─── Text segment

Article by Kelly Kowalski

They sparkle. They shine.

They are supernova women of astronomical proportions, going where few women have tread before in space science and industry. Local film maker company Pajama Girl Productions is working on a documentary series capturing the wonder and tenacity of the stellar women who look to the stars and beyond.

Why space, why women?

The International Space Station was nominated for a Nobel Peace Prize this year, compelling testimony to what humans can achieve in space when they work cooperatively across disciplines, cultures and nations.

Space is a frontier requiring diversity and collaboration for survival and success. Challenges abound when we leave the planet or ask questions about the cosmos. Solutions to problems out there cannot be solved alone. And those who go to space often return to Earth forever changed, endowed with a new sense of insight and resolve toward our human connection with our precious blue dot and our humble place in a relatively unknown universe.

──────
─── Information shown

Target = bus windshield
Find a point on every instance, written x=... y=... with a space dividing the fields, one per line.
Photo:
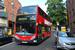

──────

Instruction: List everything the article on women in space science says humans work cooperatively across when they achieve things in space.

Written answer: Disciplines, cultures, nations